### Excerpted text
On September 12, the University of Pittsburgh School of Social Work’s Center on Race and Social Problems opened it fourth year lecture series with a presentation by Dr. Carl C. Bell on mental health risk factors in people of color with a focus on how “risk factors are not predictive factors due to protective factors.”
In an effort to “destroy” our idea of health care, Dr. Bell, a professor of Psychiatry and Public Health at the University of Illinois and President and CEO of the Community Mental Health Council, tackled how our society waits until people are already in the “mental health iron lung” before anything is done to help them.
Dr. Bell presented studies from the last 20 years showing the percentage of youth of color who witness and experience violence and concluded, “We don’t need another damn study.” According to Dr. Bell people already know where trauma is taking place.
Noting that trauma is fairly ubiquitous, Dr. Bell gave seven categories of adverse childhood experience psychological, physical and sexual abuse; violence against mother; and living with someone who is a substance abuser, mentally ill or suicidal, or an exoffender and showed that most people experience at least one form of adverse childhood trauma. But if you experience four or more of these you’re at much greater risks of alcoholism, drug abuse, depression and suicide attempts. As well as greater increase in health disparities, including increased heart disease, cancer, lung disease and liver disease.

### Supplied entries
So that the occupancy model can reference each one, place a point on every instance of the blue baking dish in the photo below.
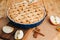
(26, 26)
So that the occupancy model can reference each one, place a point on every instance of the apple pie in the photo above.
(26, 13)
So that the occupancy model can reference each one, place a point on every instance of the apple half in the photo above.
(55, 20)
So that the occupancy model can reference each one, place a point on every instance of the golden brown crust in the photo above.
(26, 13)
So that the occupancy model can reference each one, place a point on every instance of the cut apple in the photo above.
(19, 34)
(7, 29)
(55, 20)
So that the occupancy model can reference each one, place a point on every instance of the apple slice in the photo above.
(55, 20)
(7, 29)
(19, 34)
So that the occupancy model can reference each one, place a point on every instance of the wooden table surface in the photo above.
(49, 30)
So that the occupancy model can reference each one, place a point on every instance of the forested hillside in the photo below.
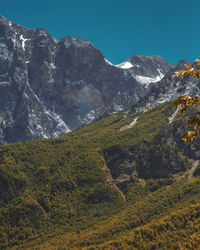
(126, 180)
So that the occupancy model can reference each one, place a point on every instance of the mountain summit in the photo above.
(50, 87)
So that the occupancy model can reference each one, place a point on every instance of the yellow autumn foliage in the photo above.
(183, 102)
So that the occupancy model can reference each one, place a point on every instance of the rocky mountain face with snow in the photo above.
(50, 87)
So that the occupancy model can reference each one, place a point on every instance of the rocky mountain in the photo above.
(50, 87)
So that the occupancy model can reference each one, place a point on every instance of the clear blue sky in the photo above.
(170, 28)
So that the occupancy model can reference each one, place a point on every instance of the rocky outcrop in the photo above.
(49, 87)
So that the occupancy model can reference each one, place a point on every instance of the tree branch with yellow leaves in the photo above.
(183, 102)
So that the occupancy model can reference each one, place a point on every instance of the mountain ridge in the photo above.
(56, 86)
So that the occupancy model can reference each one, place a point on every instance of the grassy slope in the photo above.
(65, 185)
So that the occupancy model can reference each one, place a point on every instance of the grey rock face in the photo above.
(49, 87)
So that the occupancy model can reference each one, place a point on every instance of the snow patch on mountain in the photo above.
(108, 62)
(23, 41)
(125, 65)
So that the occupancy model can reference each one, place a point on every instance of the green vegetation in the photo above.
(98, 185)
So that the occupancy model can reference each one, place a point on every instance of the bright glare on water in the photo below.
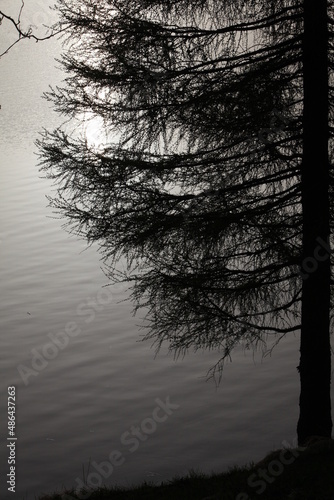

### Task instructions
Transcribe the article on Dr. Bell's lecture from "On September 12, the" up to and including "is taking place.". The material is separate from the article on Dr. Bell's lecture.

### Worked solution
On September 12, the University of Pittsburgh School of Social Work’s Center on Race and Social Problems opened it fourth year lecture series with a presentation by Dr. Carl C. Bell on mental health risk factors in people of color with a focus on how “risk factors are not predictive factors due to protective factors.”
In an effort to “destroy” our idea of health care, Dr. Bell, a professor of Psychiatry and Public Health at the University of Illinois and President and CEO of the Community Mental Health Council, tackled how our society waits until people are already in the “mental health iron lung” before anything is done to help them.
Dr. Bell presented studies from the last 20 years showing the percentage of youth of color who witness and experience violence and concluded, “We don’t need another damn study.” According to Dr. Bell people already know where trauma is taking place.